== DATA RECORDS ==

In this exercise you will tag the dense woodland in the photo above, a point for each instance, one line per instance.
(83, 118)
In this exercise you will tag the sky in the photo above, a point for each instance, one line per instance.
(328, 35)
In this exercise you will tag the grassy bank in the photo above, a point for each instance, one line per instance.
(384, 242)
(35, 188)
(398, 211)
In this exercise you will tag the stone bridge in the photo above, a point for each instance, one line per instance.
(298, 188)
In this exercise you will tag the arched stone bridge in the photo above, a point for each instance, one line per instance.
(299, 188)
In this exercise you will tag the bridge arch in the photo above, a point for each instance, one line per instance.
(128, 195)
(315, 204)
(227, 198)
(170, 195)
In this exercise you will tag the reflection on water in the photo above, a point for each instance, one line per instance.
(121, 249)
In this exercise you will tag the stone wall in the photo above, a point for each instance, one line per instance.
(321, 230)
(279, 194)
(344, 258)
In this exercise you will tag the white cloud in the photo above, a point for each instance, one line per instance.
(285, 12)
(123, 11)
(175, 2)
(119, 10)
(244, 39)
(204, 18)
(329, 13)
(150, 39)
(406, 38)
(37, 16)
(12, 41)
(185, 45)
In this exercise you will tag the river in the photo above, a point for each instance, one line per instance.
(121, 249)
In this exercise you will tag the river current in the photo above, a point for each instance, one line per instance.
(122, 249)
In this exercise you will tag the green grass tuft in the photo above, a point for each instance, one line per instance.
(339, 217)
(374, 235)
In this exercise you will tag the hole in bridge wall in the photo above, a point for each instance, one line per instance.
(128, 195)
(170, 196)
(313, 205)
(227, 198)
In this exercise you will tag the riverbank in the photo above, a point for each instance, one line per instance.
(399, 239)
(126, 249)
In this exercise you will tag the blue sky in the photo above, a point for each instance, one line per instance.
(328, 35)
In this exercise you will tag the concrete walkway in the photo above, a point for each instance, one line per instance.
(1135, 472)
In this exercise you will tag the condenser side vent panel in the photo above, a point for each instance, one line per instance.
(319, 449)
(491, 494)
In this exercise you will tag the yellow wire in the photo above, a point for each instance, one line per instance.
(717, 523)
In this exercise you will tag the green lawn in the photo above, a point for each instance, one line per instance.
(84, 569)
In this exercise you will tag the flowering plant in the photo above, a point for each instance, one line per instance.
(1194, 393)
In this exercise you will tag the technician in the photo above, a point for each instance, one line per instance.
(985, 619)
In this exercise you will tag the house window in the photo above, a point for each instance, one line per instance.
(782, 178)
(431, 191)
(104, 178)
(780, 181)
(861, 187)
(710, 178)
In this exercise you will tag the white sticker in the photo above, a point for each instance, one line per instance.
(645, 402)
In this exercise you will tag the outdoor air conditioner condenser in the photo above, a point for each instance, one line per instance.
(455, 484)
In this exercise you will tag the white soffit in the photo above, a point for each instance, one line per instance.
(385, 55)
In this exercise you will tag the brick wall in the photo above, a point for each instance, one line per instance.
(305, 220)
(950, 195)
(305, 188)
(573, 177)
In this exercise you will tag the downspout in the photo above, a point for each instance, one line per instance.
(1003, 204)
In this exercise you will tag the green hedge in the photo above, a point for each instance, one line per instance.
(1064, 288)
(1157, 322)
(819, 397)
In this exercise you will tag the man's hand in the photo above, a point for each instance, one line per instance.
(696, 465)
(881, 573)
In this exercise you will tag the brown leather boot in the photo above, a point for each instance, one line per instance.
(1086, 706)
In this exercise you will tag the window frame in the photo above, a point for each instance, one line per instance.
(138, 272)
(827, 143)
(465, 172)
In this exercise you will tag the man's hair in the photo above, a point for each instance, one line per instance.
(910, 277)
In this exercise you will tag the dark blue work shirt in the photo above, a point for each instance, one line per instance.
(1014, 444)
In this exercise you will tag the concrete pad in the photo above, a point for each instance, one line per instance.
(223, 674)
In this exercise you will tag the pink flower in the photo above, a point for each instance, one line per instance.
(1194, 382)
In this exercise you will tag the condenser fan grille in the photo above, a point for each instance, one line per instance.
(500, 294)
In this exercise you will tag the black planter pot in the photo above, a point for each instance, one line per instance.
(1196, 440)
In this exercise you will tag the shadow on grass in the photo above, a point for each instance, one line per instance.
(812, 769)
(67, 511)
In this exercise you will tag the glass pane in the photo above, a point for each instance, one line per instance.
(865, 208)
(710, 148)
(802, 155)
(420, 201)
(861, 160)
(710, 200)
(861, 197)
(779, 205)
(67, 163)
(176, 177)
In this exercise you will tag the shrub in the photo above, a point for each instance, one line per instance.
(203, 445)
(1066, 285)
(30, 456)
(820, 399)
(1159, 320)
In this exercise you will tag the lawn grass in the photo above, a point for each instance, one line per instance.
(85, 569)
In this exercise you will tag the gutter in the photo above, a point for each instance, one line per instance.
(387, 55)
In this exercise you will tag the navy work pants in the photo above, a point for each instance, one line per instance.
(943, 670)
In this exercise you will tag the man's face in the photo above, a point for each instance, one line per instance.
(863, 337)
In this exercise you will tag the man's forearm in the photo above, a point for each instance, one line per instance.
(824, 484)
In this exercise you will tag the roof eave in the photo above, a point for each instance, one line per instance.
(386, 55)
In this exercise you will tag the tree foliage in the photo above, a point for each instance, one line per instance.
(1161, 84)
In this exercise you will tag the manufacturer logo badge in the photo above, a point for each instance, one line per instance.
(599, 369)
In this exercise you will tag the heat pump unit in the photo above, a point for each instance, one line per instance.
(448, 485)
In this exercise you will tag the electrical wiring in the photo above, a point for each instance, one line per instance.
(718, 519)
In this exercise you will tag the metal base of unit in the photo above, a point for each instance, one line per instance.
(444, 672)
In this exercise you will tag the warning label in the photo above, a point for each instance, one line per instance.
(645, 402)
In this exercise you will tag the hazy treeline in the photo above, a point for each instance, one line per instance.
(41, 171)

===

TASK PROMPT: All records are to be written out exactly.

WRITTEN ANSWER:
In this exercise you will tag the dense woodland in the photo above, a point for each instance, one line per instance.
(83, 118)
In this exercise you will tag the sky in the photo above, a point for each instance, one line per instance.
(328, 35)
In this exercise you will tag the grassy bank in the photo above, a point for each instance, one line per instance.
(384, 242)
(35, 188)
(398, 211)
In this exercise you will tag the stone bridge in the photo above, a point for each instance, one line per instance.
(298, 188)
In this exercise you will tag the arched stone bridge in the photo above, a point for each instance, one line per instance.
(299, 188)
In this exercise you will tag the bridge arch in the photo above, a point for each instance, one line per instance.
(128, 195)
(315, 204)
(227, 198)
(170, 195)
In this exercise you will tag the reflection on water in the photo above, a point for each instance, one line per instance.
(121, 249)
In this exercise you will tag the stone wall in the photo above, a point for each instance, one line per instance.
(321, 230)
(279, 194)
(344, 258)
In this exercise you will tag the white cloud in the photo above, a point for each instance, one line per instance.
(285, 12)
(123, 11)
(175, 2)
(119, 10)
(244, 39)
(204, 18)
(329, 13)
(150, 39)
(406, 38)
(37, 16)
(12, 41)
(185, 45)
In this exercise you will tag the river in the photo above, a point for each instance, one line per instance.
(121, 249)
In this exercise you will tag the river current in the photo above, a point for each instance, one line per instance.
(122, 249)
In this exercise you will tag the green grass tuft in the photo above, a point for each instance, one line per instance.
(339, 217)
(374, 235)
In this exercise you will tag the hole in bridge wall in the photo above, a point for each instance, one line per instance.
(128, 195)
(170, 196)
(313, 205)
(227, 198)
In this exercise you will tag the riverbank in the photo above, a point for each instance, one line per instance.
(399, 239)
(126, 249)
In this exercise you will tag the blue sky in the photo above, a point for each instance, one line per instance.
(328, 35)
In this exercise you will tag the concrete walkway in the photo above, a point for each instance, one line per instance.
(1135, 472)
In this exercise you will tag the condenser side vent panel in the photo above, a point for each instance, one line per instance.
(319, 449)
(491, 494)
In this exercise you will tag the yellow wire in the photo above, a point for each instance, one line per instance.
(717, 523)
In this exercise you will tag the green lawn in the photo above, a point for each instance, one line per instance.
(84, 569)
In this exercise you will tag the flowering plant in the photo above, a point for each instance, one line per instance.
(1194, 393)
In this exercise you will tag the technician in the photo above, a point for each instance, one line per instance.
(985, 619)
In this exercise you will tag the house window in the photo above, a point for each instance, one line per instance.
(782, 178)
(431, 191)
(104, 178)
(780, 181)
(861, 187)
(710, 178)
In this exercise you will tag the white sticker in the photo above, a point for each instance, one line per instance.
(645, 402)
In this exercise you will tag the outdoor air conditioner condenser in the photo above, a point for each instance, one line per instance.
(455, 484)
In this exercise you will tag the white soffit in the photo above, a point for each instance, one line per instance.
(385, 55)
In this exercise you will tag the brick wall in the photo above, a point for each instance, one line per instance.
(305, 220)
(950, 195)
(305, 188)
(573, 177)
In this exercise you will tag the downspout in the photo above, a point for each instance, one line per instance.
(1003, 204)
In this exercise you will tag the green hedge in the photo above, a point for each instance, one line per instance.
(1064, 288)
(1157, 322)
(819, 397)
In this exercise you will tag the man's hand in the photo above, a point for each instance, one line per instance.
(696, 465)
(881, 573)
In this exercise you will tag the brown leather boot in the photo above, a point for each instance, one line per instance.
(1086, 706)
In this exercise you will tag the window frame in the photo above, a point for each instance, one line per instance.
(138, 272)
(827, 143)
(465, 172)
In this exercise you will tag the man's hair in the photo above, a point for each instance, one line per instance.
(910, 277)
In this exercise you will tag the dark blue work shirt in the photo above, a point for each instance, one line per instance.
(1014, 444)
In this exercise you will tag the concrete pad in the photo above, a point for each instance, one line per instance.
(223, 674)
In this exercise you will tag the pink flower in the photo above, a point for each instance, one line per instance.
(1194, 382)
In this exercise you will tag the condenser fan grille in the photo above, a point for each instance, one line per instance.
(500, 294)
In this exercise you will tag the black planter pot in the photo above, a point for each instance, one line per instance.
(1196, 440)
In this exercise you will tag the shadow on grass in the photo above, a point for each instance, one line per instance.
(812, 769)
(67, 511)
In this exercise you will tag the glass pane in the photo above, a point for each instance, one line per instance.
(865, 208)
(710, 148)
(802, 155)
(420, 201)
(861, 160)
(710, 200)
(861, 197)
(779, 205)
(67, 163)
(176, 177)
In this exercise you will tag the shrub in the photo above, a point for each instance, one line per instance.
(203, 445)
(1066, 285)
(30, 456)
(820, 399)
(1159, 320)
In this exercise you will tag the lawn grass in the photo above, a point for each instance, one line per instance.
(85, 569)
In this exercise you will tag the gutter in the photo above, a point for each instance, one line per instance.
(387, 55)
In this exercise you will tag the navy work pants in the photo above, a point for each instance, one line per instance.
(943, 670)
In this exercise you will tag the man's face in the photo above, a point for each instance, one line per instance.
(863, 337)
In this exercise you will tag the man's forearm in the photo above, a point for each instance, one line per instance.
(824, 484)
In this exercise you will tag the roof eave in the photo above, a point for each instance, one line per instance.
(386, 55)
In this exercise you will tag the tree foliage in the photo above, a point for each instance, one line per instance.
(1161, 84)
In this exercise you will tag the manufacturer logo badge in the photo above, a point for each instance, one line per instance.
(599, 369)
In this exercise you will tag the heat pump unit in the photo above, a point for each instance, one line per instance.
(448, 485)
In this exercise you will tag the electrical wiring in the photo above, a point for each instance, one line per instance.
(718, 519)
In this exercise you will tag the metal base of unit in the photo above, a point for each instance, one line per instance.
(444, 672)
In this exercise you will tag the warning label in the photo above, a point for each instance, one line per instance.
(645, 402)
In this exercise you will tag the hazy treeline in the photo above, a point for each instance, one line per instance.
(41, 171)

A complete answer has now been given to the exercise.